▶ **YOUR INSTRUCTIONS**
Word for word, quote all of the material, omitting the pictures.

Records contained in a dataset
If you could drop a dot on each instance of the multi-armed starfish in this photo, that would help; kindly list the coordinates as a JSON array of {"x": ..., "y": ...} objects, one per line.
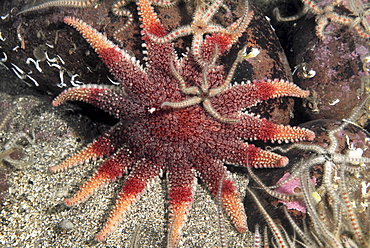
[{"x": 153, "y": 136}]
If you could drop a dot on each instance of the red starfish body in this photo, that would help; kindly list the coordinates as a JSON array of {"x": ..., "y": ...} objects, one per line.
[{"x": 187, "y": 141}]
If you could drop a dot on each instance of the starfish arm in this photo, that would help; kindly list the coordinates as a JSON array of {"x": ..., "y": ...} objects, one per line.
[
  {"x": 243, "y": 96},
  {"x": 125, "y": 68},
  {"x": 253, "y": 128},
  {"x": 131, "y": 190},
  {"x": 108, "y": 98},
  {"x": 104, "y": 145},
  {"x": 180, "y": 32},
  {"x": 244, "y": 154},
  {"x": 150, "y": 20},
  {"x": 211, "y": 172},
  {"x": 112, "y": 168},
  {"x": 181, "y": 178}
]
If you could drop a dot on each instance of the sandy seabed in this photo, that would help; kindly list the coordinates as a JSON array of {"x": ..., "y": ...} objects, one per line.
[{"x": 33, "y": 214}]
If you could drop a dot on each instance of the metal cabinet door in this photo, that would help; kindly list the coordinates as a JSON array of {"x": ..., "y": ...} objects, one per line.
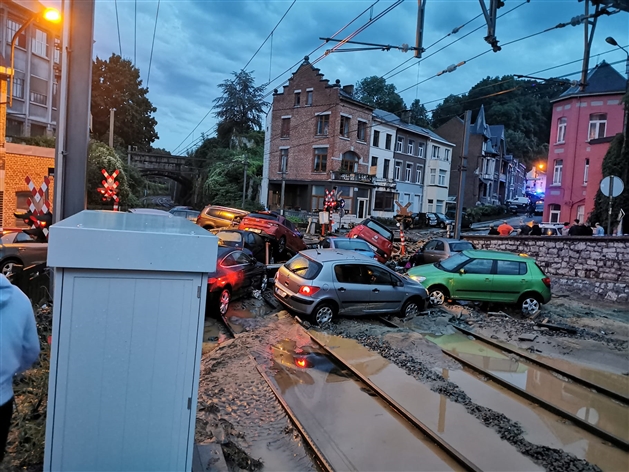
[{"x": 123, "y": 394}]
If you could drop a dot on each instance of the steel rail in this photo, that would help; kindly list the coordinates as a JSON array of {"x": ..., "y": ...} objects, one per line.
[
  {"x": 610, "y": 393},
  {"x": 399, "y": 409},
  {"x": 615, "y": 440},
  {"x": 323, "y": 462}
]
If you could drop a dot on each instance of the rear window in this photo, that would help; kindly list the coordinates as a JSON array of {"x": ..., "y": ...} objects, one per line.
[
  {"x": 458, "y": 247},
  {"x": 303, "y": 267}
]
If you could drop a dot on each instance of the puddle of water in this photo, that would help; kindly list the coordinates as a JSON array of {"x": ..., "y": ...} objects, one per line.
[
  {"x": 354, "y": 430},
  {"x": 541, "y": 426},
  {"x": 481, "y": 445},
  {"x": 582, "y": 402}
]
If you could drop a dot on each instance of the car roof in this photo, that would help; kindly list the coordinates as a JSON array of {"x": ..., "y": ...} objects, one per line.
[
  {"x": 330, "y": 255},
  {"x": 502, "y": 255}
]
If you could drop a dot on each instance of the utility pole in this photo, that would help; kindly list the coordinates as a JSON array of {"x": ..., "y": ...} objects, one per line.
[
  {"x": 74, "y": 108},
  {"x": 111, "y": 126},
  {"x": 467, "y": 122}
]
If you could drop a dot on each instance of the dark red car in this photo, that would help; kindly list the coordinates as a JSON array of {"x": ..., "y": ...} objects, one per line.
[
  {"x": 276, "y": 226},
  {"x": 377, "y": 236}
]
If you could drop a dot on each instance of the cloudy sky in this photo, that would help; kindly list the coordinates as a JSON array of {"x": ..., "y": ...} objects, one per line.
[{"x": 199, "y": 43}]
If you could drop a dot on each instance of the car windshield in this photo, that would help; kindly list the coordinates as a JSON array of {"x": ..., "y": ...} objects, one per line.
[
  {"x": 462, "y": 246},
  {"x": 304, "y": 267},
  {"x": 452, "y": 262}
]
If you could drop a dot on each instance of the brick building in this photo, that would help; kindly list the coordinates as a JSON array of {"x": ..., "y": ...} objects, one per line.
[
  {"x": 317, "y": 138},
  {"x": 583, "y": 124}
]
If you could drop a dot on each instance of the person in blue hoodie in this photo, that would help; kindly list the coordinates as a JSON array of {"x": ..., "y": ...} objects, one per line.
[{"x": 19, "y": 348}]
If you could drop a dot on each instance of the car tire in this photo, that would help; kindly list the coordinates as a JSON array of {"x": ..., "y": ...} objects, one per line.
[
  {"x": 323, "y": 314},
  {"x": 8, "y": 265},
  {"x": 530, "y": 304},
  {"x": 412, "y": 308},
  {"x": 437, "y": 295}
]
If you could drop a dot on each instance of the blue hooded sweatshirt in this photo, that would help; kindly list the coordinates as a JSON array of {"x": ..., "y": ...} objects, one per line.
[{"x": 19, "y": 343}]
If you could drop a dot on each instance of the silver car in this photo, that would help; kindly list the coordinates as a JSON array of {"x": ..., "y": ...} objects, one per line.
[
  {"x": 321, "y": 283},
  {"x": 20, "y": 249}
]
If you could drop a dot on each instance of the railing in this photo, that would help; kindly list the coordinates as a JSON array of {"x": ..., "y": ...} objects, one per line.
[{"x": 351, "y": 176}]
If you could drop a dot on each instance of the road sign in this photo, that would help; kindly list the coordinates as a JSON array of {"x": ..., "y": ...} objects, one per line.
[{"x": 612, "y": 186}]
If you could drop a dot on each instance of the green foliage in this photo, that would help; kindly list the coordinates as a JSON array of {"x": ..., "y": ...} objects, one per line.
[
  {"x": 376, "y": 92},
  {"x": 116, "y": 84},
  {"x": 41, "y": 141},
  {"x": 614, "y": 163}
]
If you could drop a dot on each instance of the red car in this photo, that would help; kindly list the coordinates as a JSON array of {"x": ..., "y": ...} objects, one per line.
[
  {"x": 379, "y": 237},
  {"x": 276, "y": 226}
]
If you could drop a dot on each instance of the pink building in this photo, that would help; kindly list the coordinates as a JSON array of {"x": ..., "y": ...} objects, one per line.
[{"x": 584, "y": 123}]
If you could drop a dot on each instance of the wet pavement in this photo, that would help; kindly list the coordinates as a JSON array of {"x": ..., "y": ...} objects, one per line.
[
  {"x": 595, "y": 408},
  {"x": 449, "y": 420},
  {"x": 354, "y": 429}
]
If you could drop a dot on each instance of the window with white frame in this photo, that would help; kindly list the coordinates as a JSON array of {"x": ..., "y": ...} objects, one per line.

▶ **ANSWER**
If you could drop a dot on each instance of the multi-armed starfish in this photo, that would help; kindly list the coordinates as a JSON array of {"x": ..., "y": ...} objects, one per line.
[{"x": 153, "y": 136}]
If you could drop a dot on each instance of the red starfish body in this photo, that would help; kindly list the coordinates as a JSON array of {"x": ..., "y": ...} objects, one per line.
[{"x": 187, "y": 141}]
If you could drop a dot on each instance of the starfish arm in this photo, that would help; kindly list the coordinates as a JSON array of {"x": ..., "y": ...} objects, one per line.
[
  {"x": 243, "y": 96},
  {"x": 125, "y": 68},
  {"x": 253, "y": 128},
  {"x": 131, "y": 190},
  {"x": 108, "y": 98},
  {"x": 104, "y": 145},
  {"x": 180, "y": 32},
  {"x": 244, "y": 154},
  {"x": 150, "y": 20},
  {"x": 211, "y": 172},
  {"x": 112, "y": 168},
  {"x": 181, "y": 178}
]
If you could drop a dot on each instance of the sandy seabed in this photo, that would help; kindly list the coordinates as a JSON array of {"x": ..., "y": ...} objects, one per line.
[{"x": 33, "y": 214}]
If you could drop a dot on each instance of the metal cabinet door in this photo, that would help; kindly list the coordinates as a JSON array of {"x": ..., "y": ...} objects, one per line.
[{"x": 123, "y": 394}]
If you could drop a dot on each instance of the steel rail in this photo, that would help; kindly list the coordinates as a JSON array of {"x": ..., "y": ...} objects, one per line.
[
  {"x": 610, "y": 393},
  {"x": 399, "y": 409},
  {"x": 615, "y": 440},
  {"x": 323, "y": 462}
]
If you could drop a dot on each instance of the rear window in this photo, that would help; kindly list the coordinates as a JSON array of {"x": ..., "y": ...} objects, one per line.
[
  {"x": 458, "y": 247},
  {"x": 303, "y": 267}
]
If you could drop a dot on each instance of the puddle of water in this photo, that would help; kindly list the coordinates as a JSON array of {"x": ..., "y": ...} objects, one per line.
[
  {"x": 354, "y": 430},
  {"x": 541, "y": 426},
  {"x": 481, "y": 445},
  {"x": 582, "y": 402}
]
If you could drop a dot on each instance of the car roof in this photo, that would help; kindly list the coordinates as a JSON array of {"x": ..., "y": ...} objects, one per line.
[
  {"x": 330, "y": 255},
  {"x": 502, "y": 255}
]
If you could drop a dot on each instance of the utility pole in this photo, that would help; kindly list the coordinates as a JSON array of {"x": ..., "y": ...} objects, one per line.
[
  {"x": 74, "y": 108},
  {"x": 111, "y": 126},
  {"x": 467, "y": 122}
]
If you could drop a dot on each instance of the dark red car in this photo, that would help; kindly list the coordinates as a JSON array of {"x": ..., "y": ...} objects, one per line.
[
  {"x": 276, "y": 226},
  {"x": 377, "y": 236}
]
If you could drop a dot on each instance of the cloudy sky in this photo, that would help; kindly list the coordinates as a JSON array of {"x": ..., "y": ...} objects, one per line.
[{"x": 199, "y": 43}]
If you could drop a dot on each instance of the car windshield in this photo, that would help; kindly list the coordinates as a JSON array of {"x": ..., "y": ...} objects, one per line.
[
  {"x": 462, "y": 246},
  {"x": 304, "y": 267},
  {"x": 452, "y": 262}
]
If you could drop a dot on each instance of the brick building in this photo, that would help; kindly list the coordinates as a JSON array of {"x": ..., "y": ...} objects, one per line.
[
  {"x": 317, "y": 138},
  {"x": 583, "y": 124}
]
If you could drop a dot on each instance of the person in blue hoodie in this photo, that would help; kindly list the coordinates as a JSON array of {"x": ..., "y": ...} objects, one per line.
[{"x": 19, "y": 348}]
If you could drop a dot on each instance of the car tire in this photo, that would help; kindly list the coordinates as a JSON array of {"x": ..., "y": ...} objects, one per line.
[
  {"x": 323, "y": 314},
  {"x": 8, "y": 265},
  {"x": 530, "y": 304},
  {"x": 412, "y": 308},
  {"x": 437, "y": 295}
]
If you could drop a dot on each instance of the blue hooded sweatshirt in this photo, that would help; kindly list the coordinates as a JSON array of {"x": ..., "y": ...} objects, one per line.
[{"x": 19, "y": 343}]
If you could drop a dot on each instance of the silver car in this photo, that would help; kindly list the coordinates as a JSON array of {"x": ..., "y": ...} objects, one per line.
[
  {"x": 321, "y": 283},
  {"x": 20, "y": 249}
]
If you could drop a dot on each instance of the railing in this photo, that would help; kindly list the coordinates as a JSON array of {"x": ..., "y": ...} objects, one per line.
[{"x": 351, "y": 176}]
If you could drop a dot on each instance of the road sign in this photo, that would help; kindly list the coordinates as a JSON array of {"x": ..., "y": ...} objects, one per line.
[{"x": 612, "y": 186}]
If you could drop a dot on each instance of the green foliage in this photo, that would help; kindly list the coordinates as a JSON array of {"x": ..., "y": ...} objects, one per line.
[
  {"x": 376, "y": 92},
  {"x": 116, "y": 84},
  {"x": 41, "y": 141},
  {"x": 614, "y": 163}
]
If you could drop a dot on each instance of the red car in this photo, that would help; kindly list the coordinates as a JSON array of {"x": ..., "y": ...} objects, one per line.
[
  {"x": 379, "y": 237},
  {"x": 276, "y": 226}
]
If you could drop a dot on each instance of the pink building in this photo, that would help; kindly list the coordinates as a JSON array of {"x": ..., "y": ...} objects, one per line.
[{"x": 584, "y": 123}]
If you could drop a dot on each instance of the wet pavement in this photo, that would help; kindly list the coordinates as a JSON array of {"x": ..., "y": ...} objects, one per line.
[
  {"x": 595, "y": 408},
  {"x": 449, "y": 420},
  {"x": 354, "y": 429}
]
If you could drop a dot on each instance of the window with white frame in this photo, that would help; kindly list the coordinates as a JSON array of {"x": ..., "y": ...} objects, one per line.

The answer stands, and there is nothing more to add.